======== TEXTABSCHNITT

Ganz gleich, in welchen Alter wir gerade sind, der Jahresrhythmus ist immer der gleiche und lässt uns von Neuem Aufbruch und Vergehen erleben und damit am Gleichnis des eigenen Lebens teilhaben und besser akzeptieren, dass wir Teil der Natur sind, wo Werden und Vergehen Gesetz ist, dem auch wir unterworfen sind.

Wir haben uns daran gewöhnt, unsere Zeit nach den starren Mustern unserer technisierten Welt auszurichten. Dabei haben wir den Kontakt zur Zeit in der Natur verloren. Eine befreundete Familie, die eine Zeitlang in einem Dorf bei den Papuas in Neuguinea gelebt hat, berichtete, dass bei diesem Naturvolk Geburts- und Sterbedaten nach Ereignissen in der Natur memoriert wurden.

In unserem Garten können auch Pflanzen wachsen, die wir zusammen mit anderen pflanzen und pflegen. Aber nur wenn wir unseren eigenen Garten schön finden, werden wir ohne Bitterkeit anerkennen, dass auch woanders schöne Pflanzen und Blumen wachsen, die vielleicht sogar unsere an Schönheit übertreffen.

================

— AUFGABENLISTE —
(1) Schreiben Sie den Text über Natur und Zeit von "Wir haben uns" bis einschließlich "an Schönheit übertreffen." erneut ab und tauschen Sie dabei "Garten" gegen "Hof" aus.
(2) Nennen Sie alle verschiedenen Substantive, die im Absatz des Textes über Natur und Zeit vorkommen, der mit „In unserem Garten“ beginnt.
(3) Schreiben Sie den Text über Natur und Zeit im Anschluss an seinen letzten Satz weiter.

======== VORLIEGENDE DATEN

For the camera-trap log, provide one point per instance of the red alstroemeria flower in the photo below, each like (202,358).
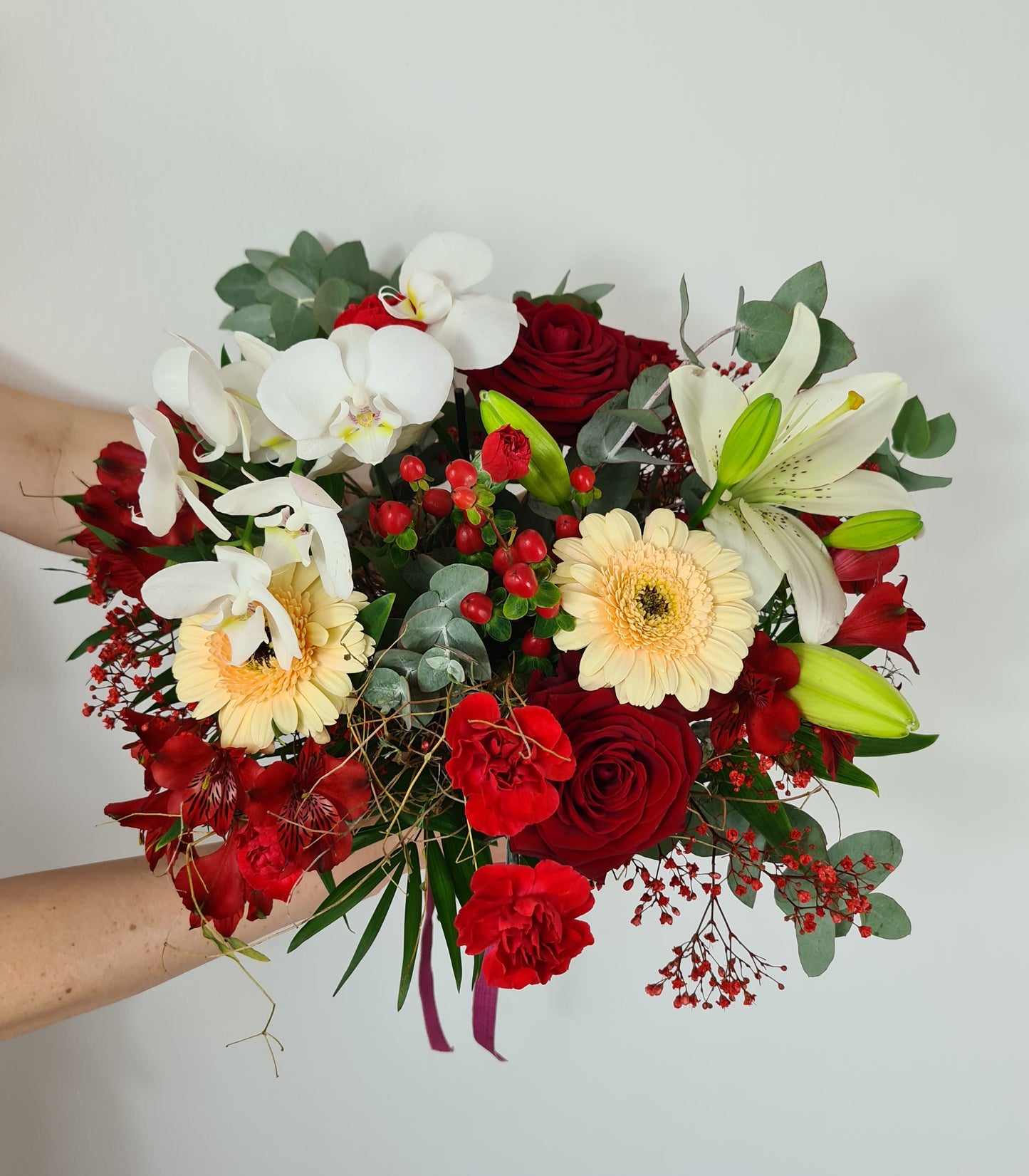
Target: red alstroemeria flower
(526,920)
(312,805)
(206,784)
(880,619)
(836,746)
(505,767)
(758,701)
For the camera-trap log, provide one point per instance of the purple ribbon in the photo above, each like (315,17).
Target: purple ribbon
(484,1017)
(426,987)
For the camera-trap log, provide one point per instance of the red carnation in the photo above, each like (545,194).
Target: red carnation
(633,773)
(506,454)
(505,766)
(880,619)
(312,803)
(566,363)
(526,920)
(263,865)
(372,313)
(758,704)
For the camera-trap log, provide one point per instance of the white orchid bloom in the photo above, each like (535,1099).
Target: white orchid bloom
(353,392)
(300,522)
(435,280)
(825,435)
(166,482)
(236,590)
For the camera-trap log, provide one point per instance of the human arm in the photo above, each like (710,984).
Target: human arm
(78,939)
(47,448)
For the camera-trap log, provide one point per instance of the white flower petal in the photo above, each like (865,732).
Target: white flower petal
(460,261)
(865,489)
(793,365)
(303,390)
(816,592)
(726,524)
(409,370)
(707,405)
(480,331)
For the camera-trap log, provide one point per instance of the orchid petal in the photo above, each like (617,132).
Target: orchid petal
(460,261)
(794,363)
(480,331)
(303,390)
(816,592)
(707,405)
(409,370)
(733,533)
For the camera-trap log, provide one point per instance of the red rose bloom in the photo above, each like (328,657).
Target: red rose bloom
(881,620)
(505,766)
(506,454)
(372,313)
(630,786)
(758,701)
(566,363)
(526,920)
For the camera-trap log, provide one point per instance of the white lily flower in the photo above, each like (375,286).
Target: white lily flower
(825,435)
(300,522)
(236,590)
(353,392)
(166,482)
(435,281)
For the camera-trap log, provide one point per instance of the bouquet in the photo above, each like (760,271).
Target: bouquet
(528,603)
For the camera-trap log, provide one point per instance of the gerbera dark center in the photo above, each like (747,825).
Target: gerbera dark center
(653,603)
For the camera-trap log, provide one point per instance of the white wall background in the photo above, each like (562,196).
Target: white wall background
(144,146)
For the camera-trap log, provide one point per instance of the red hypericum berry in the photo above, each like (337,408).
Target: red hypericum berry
(438,504)
(464,498)
(469,538)
(476,607)
(583,479)
(395,518)
(412,469)
(534,646)
(520,580)
(461,473)
(531,547)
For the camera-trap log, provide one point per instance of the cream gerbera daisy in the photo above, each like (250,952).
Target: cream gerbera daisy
(251,697)
(655,614)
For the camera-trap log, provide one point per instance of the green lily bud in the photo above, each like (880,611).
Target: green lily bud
(840,692)
(547,479)
(875,529)
(749,440)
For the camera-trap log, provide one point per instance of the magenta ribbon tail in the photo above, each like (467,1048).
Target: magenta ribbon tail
(484,1017)
(426,987)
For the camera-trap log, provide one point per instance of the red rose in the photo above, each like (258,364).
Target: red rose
(566,363)
(630,787)
(526,920)
(372,313)
(505,766)
(265,867)
(758,701)
(506,454)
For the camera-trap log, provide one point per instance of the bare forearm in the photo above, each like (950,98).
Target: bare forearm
(78,939)
(47,448)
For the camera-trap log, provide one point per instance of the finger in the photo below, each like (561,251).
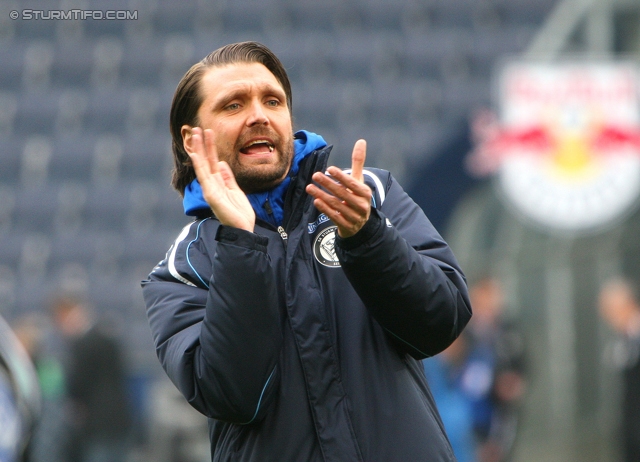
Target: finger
(358,157)
(198,157)
(227,175)
(330,204)
(341,184)
(211,151)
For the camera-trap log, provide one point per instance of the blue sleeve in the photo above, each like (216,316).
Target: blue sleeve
(213,310)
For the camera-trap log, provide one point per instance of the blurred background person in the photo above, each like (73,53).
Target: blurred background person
(619,308)
(499,362)
(445,374)
(479,382)
(19,397)
(98,401)
(51,434)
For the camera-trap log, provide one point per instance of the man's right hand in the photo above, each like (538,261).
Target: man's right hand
(219,188)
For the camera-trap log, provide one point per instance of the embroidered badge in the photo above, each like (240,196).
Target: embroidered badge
(324,247)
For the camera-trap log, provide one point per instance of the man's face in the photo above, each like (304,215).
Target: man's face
(246,108)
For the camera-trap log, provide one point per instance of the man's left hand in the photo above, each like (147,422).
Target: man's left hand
(344,198)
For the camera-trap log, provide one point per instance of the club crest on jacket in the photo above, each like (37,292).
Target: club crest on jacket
(324,247)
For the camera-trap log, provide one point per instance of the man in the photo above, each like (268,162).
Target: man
(293,310)
(20,399)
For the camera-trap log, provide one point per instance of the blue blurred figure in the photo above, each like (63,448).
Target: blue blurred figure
(484,374)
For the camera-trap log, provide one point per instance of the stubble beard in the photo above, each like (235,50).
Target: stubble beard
(259,177)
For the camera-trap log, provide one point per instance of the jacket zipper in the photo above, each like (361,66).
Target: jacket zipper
(269,210)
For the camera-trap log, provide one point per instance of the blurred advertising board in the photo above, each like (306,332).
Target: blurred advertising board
(564,144)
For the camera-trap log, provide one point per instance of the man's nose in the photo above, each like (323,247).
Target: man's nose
(257,114)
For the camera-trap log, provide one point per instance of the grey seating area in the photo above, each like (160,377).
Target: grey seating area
(85,158)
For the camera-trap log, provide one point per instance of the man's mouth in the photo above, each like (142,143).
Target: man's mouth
(258,147)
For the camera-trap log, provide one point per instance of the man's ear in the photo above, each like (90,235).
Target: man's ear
(187,139)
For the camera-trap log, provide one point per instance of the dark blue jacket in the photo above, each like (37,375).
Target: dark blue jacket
(302,346)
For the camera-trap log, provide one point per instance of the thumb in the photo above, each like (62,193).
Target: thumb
(358,157)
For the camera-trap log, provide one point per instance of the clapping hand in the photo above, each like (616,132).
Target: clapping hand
(219,188)
(344,198)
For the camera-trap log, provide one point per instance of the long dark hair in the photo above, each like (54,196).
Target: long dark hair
(187,99)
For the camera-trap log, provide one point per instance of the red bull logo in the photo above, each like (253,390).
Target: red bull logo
(565,146)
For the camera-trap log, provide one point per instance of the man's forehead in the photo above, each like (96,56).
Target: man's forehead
(238,76)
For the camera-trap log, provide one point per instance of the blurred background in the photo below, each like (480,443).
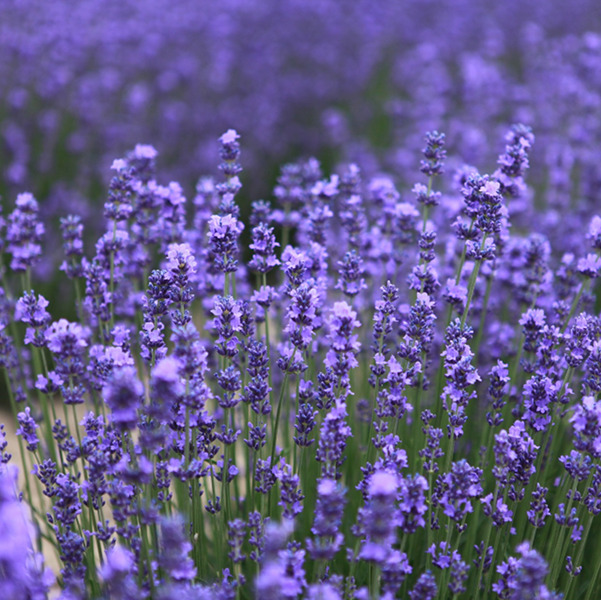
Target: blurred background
(353,80)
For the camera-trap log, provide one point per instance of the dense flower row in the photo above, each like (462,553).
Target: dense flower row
(359,81)
(399,398)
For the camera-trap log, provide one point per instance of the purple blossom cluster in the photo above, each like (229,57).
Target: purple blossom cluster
(363,387)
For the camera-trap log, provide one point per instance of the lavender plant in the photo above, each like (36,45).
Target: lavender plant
(328,421)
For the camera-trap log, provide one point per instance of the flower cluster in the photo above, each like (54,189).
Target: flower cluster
(328,421)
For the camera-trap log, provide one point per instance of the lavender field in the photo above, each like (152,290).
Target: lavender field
(300,300)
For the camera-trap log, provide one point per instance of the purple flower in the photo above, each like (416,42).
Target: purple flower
(328,519)
(223,242)
(117,573)
(586,422)
(425,587)
(174,550)
(344,343)
(539,397)
(350,279)
(524,577)
(291,497)
(515,453)
(434,154)
(227,323)
(378,519)
(123,394)
(457,489)
(264,245)
(302,315)
(27,429)
(594,232)
(34,313)
(24,233)
(23,571)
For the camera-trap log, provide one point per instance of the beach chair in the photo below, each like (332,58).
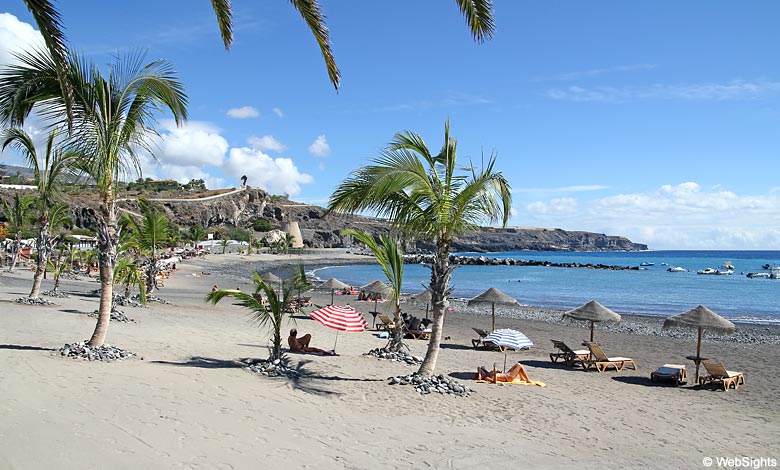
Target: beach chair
(480,342)
(569,356)
(719,375)
(385,323)
(599,359)
(674,372)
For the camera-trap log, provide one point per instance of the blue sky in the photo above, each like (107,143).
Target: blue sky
(654,120)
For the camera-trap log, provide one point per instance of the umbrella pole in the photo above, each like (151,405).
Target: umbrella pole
(698,356)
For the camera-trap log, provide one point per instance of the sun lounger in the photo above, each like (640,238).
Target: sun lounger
(674,372)
(599,359)
(569,356)
(719,375)
(385,323)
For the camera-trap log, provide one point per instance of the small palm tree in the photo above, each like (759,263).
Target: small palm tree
(48,170)
(147,237)
(19,215)
(268,316)
(424,194)
(390,257)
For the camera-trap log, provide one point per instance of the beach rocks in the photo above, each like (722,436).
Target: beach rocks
(29,301)
(106,353)
(400,356)
(116,315)
(276,368)
(436,383)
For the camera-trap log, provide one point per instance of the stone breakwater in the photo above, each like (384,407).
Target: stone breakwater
(487,261)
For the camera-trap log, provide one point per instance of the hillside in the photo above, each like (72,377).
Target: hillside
(242,207)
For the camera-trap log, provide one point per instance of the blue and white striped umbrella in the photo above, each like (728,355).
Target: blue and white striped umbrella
(510,339)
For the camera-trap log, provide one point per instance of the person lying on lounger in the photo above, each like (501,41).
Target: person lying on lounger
(516,371)
(301,344)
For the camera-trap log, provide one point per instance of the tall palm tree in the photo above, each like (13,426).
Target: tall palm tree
(48,170)
(266,316)
(478,15)
(114,115)
(427,195)
(390,257)
(147,236)
(19,215)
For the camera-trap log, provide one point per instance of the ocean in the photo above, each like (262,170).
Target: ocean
(652,290)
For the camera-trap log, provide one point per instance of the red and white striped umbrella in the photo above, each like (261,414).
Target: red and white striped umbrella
(340,319)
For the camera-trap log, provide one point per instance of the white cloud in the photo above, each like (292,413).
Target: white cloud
(275,175)
(267,142)
(320,147)
(733,90)
(16,36)
(681,216)
(244,112)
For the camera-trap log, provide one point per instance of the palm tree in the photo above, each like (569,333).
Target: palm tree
(114,116)
(266,316)
(478,15)
(147,237)
(19,215)
(390,257)
(48,171)
(424,194)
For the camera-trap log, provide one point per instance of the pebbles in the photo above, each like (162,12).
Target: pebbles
(276,368)
(400,356)
(104,353)
(29,301)
(435,383)
(116,315)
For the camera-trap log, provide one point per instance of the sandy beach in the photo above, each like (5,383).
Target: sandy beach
(188,403)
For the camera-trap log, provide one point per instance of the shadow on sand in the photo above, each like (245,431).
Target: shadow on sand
(19,347)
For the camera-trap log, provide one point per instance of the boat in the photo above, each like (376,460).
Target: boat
(758,275)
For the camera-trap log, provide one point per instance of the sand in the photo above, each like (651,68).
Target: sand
(188,403)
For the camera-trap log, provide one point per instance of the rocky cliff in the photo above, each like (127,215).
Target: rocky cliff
(243,207)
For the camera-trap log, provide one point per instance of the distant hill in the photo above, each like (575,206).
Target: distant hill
(248,207)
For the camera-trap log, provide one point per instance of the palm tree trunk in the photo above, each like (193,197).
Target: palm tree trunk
(44,251)
(440,281)
(107,239)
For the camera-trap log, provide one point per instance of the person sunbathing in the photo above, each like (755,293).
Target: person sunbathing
(301,344)
(516,371)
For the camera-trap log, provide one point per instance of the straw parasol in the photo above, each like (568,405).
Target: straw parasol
(332,284)
(493,296)
(701,318)
(592,312)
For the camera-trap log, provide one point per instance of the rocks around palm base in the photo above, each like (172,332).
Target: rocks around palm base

================

— ANTWORTÜBERSICHT —
(1)
Wir haben uns daran gewöhnt, unsere Zeit nach den starren Mustern unserer technisierten Welt auszurichten. Dabei haben wir den Kontakt zur Zeit in der Natur verloren. Eine befreundete Familie, die eine Zeitlang in einem Dorf bei den Papuas in Neuguinea gelebt hat, berichtete, dass bei diesem Naturvolk Geburts- und Sterbedaten nach Ereignissen in der Natur memoriert wurden.

In unserem Hof können auch Pflanzen wachsen, die wir zusammen mit anderen pflanzen und pflegen. Aber nur wenn wir unseren eigenen Hof schön finden, werden wir ohne Bitterkeit anerkennen, dass auch woanders schöne Pflanzen und Blumen wachsen, die vielleicht sogar unsere an Schönheit übertreffen.

(2) Garten, Pflanzen, Bitterkeit, Blumen, Schönheit

(3)
Aber wer wollte schon darüber urteilen, ob eine Rose schöner ist als ein Gänseblümchen. Es kommt alles auf die individuelle Sicht des Betrachters an. De gustibus non est disputandum lautet ein alter lateinischer Spruch - über Geschmack kann man nicht streiten. So kann man manchmal nicht verstehen, wie diese schöne Frau einen so hässlichen Mann geheiratet hat oder umgekehrt. Warum haben sie es getan? Weil sie ihn oder sie anziehend fanden, warum auch immer…

Wenn ich an einen Garten denke, fällt mir der Garten im Haus meiner Eltern ein, den vor allem meine Mutter liebevoll hegte und pflegte. Wenn sie im Sommer damit fertig war, legte mein  Vater die Pastorale von Beethoven auf und es wurde Tee getrunken..

In der Nähe unserer Schule hatte kurz nach dem Krieg ein alter Mann zwischen den Trümmern seines zerstörten Hauses einen Garten angelegt und saß an warmen Sommertagen dort auf einer Bank. Heute denke ich, dass dieser Mann Bewunderung verdiente, dass er seinem zerstörten Haus einen Garten abgerungen hat.